REQUIREMENTS. Reproduce only the lines of the listing between the lines holding "of the navy" and "203L381 206L379 206L379", inclusive, switching "navy blue t-shirt" to "gray hooded sweatshirt" and leaving all other text unchanged.

Stored data.
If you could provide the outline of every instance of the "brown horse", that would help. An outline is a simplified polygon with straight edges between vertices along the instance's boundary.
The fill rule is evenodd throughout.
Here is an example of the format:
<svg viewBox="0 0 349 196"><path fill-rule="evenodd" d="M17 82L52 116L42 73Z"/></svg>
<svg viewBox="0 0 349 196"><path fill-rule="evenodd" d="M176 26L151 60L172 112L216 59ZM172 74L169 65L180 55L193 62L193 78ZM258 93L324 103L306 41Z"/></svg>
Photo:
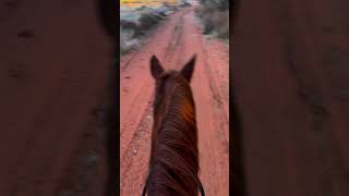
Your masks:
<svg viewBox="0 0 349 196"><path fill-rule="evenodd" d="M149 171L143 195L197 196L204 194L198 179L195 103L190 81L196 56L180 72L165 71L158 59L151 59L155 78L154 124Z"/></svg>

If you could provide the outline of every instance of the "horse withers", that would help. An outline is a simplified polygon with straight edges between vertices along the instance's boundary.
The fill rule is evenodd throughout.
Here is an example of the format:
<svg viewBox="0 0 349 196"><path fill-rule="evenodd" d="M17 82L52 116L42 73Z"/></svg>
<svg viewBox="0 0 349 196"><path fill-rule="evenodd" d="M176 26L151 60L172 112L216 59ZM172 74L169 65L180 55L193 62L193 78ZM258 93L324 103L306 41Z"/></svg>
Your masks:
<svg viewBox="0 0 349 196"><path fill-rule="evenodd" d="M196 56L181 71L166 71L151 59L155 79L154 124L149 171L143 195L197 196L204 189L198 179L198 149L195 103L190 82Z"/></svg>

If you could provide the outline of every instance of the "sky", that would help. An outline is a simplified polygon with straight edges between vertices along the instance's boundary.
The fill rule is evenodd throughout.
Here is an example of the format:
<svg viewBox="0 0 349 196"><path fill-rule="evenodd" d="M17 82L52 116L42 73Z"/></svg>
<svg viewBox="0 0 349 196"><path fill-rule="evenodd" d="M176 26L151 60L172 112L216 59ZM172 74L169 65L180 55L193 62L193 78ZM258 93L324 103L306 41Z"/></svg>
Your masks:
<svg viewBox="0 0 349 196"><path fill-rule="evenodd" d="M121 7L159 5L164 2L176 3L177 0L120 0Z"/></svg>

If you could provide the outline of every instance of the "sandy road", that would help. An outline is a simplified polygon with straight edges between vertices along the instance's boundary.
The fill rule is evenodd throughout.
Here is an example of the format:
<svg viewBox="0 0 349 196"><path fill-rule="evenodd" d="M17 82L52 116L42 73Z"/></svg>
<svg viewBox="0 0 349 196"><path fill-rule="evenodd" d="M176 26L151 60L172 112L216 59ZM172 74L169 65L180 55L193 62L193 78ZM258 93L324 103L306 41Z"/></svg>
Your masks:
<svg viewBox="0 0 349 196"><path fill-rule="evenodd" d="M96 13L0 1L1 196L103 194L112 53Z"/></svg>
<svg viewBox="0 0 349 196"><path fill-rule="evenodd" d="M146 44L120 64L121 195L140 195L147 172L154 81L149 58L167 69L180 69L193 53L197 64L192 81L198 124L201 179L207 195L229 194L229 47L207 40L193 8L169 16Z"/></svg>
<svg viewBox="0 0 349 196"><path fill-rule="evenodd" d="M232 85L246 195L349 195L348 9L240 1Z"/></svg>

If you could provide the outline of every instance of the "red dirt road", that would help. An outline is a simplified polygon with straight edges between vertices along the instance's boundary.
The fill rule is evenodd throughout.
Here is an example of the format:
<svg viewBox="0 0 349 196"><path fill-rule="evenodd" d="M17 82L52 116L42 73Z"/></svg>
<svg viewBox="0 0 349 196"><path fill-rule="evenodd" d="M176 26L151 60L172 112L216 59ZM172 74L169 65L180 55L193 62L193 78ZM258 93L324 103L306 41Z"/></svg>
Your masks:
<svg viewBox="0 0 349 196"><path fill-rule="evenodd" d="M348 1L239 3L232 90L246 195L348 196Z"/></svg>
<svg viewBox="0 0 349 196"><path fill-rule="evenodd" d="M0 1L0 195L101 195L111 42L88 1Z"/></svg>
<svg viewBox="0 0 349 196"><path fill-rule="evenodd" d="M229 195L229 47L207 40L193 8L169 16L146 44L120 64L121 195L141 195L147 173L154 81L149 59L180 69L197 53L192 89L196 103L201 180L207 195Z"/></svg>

==

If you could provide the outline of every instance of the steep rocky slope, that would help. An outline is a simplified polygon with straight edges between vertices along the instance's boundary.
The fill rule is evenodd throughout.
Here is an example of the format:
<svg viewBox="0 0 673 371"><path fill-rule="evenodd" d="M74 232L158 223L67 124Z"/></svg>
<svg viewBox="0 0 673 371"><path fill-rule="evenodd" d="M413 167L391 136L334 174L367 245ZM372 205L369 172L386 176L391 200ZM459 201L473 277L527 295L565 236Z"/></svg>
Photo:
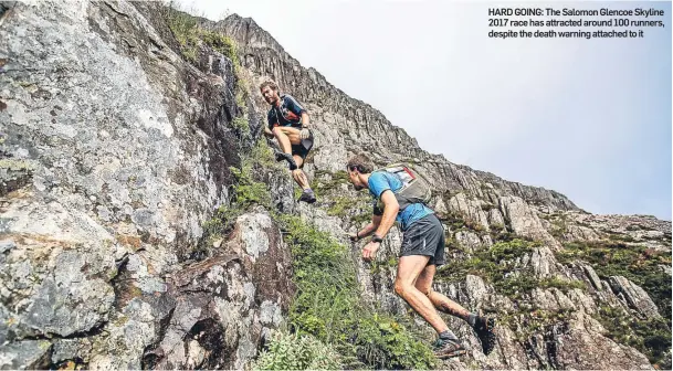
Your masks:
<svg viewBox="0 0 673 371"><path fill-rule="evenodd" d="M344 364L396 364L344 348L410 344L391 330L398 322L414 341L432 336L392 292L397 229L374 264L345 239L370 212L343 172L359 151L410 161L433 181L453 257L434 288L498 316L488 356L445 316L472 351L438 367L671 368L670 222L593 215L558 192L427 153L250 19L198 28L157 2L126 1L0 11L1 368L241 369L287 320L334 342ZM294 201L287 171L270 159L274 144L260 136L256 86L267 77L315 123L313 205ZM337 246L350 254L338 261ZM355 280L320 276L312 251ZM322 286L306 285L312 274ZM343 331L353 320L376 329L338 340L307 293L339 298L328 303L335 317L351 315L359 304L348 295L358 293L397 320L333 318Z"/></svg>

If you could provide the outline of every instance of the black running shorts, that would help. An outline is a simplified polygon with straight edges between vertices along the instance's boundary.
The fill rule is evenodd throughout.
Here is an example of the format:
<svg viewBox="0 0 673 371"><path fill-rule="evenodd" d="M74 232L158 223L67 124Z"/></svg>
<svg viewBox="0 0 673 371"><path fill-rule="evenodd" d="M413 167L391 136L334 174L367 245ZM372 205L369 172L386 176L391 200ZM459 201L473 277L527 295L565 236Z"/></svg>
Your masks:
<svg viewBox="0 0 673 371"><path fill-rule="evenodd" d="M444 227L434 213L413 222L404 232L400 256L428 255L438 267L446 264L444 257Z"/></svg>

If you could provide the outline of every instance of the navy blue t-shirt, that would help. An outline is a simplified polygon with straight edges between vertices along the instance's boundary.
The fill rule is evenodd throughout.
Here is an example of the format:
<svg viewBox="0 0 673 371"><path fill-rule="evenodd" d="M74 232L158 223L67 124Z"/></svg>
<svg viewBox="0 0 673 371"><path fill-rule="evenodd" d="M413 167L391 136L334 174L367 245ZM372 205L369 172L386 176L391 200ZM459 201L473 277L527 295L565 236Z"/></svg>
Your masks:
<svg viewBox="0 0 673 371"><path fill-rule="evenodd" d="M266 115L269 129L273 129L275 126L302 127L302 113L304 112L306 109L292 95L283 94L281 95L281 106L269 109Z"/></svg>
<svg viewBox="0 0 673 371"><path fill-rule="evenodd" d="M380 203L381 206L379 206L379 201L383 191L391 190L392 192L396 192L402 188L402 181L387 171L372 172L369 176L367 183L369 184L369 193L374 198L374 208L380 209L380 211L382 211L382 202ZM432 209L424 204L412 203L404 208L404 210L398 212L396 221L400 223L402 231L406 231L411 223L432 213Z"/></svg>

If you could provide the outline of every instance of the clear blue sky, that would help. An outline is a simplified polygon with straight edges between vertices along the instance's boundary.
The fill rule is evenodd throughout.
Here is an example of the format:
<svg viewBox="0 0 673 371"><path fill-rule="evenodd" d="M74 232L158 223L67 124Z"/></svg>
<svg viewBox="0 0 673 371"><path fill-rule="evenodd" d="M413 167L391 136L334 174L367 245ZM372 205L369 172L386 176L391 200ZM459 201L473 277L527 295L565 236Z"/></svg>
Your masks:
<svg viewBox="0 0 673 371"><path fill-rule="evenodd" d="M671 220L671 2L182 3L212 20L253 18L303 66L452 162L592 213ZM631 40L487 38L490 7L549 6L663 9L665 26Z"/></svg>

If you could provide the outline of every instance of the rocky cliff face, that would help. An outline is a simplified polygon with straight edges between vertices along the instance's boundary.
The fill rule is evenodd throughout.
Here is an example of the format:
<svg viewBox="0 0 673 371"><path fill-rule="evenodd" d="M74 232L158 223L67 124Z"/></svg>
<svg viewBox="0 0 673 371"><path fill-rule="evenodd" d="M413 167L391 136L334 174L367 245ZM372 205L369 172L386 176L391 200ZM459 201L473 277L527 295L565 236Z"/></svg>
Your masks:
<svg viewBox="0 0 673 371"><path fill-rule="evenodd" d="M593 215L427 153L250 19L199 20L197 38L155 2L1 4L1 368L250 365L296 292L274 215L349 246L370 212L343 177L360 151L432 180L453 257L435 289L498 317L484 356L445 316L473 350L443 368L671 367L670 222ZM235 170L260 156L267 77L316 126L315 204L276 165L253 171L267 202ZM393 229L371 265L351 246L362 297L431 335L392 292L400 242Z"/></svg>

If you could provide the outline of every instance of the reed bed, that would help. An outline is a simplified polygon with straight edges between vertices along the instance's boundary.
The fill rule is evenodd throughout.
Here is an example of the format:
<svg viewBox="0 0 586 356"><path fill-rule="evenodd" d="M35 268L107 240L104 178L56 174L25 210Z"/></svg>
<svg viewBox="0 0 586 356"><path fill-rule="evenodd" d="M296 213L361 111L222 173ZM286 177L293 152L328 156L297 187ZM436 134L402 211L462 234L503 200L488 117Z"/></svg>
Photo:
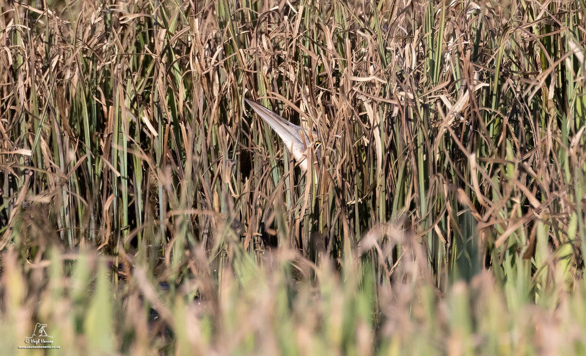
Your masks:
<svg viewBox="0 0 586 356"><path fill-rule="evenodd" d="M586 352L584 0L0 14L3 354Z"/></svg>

ANSWER FOR THIS EXERCISE.
If you could provide the outline of every instance of the gray hooded sweatshirt, that would help. An outline is a simplified polygon with straight edges between vertices along the instance's boundary.
The fill rule is evenodd throughout.
Here is an example of the format:
<svg viewBox="0 0 673 371"><path fill-rule="evenodd" d="M74 232L158 223L67 124Z"/></svg>
<svg viewBox="0 0 673 371"><path fill-rule="evenodd" d="M413 167L391 136L334 174L367 245ZM372 205L369 172L386 176L391 200ZM459 201L473 277L527 295L565 236Z"/></svg>
Your masks:
<svg viewBox="0 0 673 371"><path fill-rule="evenodd" d="M266 115L269 129L273 129L275 126L302 127L302 113L304 112L306 109L292 95L283 94L281 95L281 106L269 109Z"/></svg>
<svg viewBox="0 0 673 371"><path fill-rule="evenodd" d="M380 203L381 206L379 206L379 201L383 191L391 190L392 192L396 192L402 188L402 181L387 171L372 172L369 176L367 183L369 184L369 193L374 198L374 208L380 209L380 211L382 211L382 202ZM432 209L424 204L412 203L404 208L404 210L398 212L396 221L400 223L402 231L406 231L411 223L432 213Z"/></svg>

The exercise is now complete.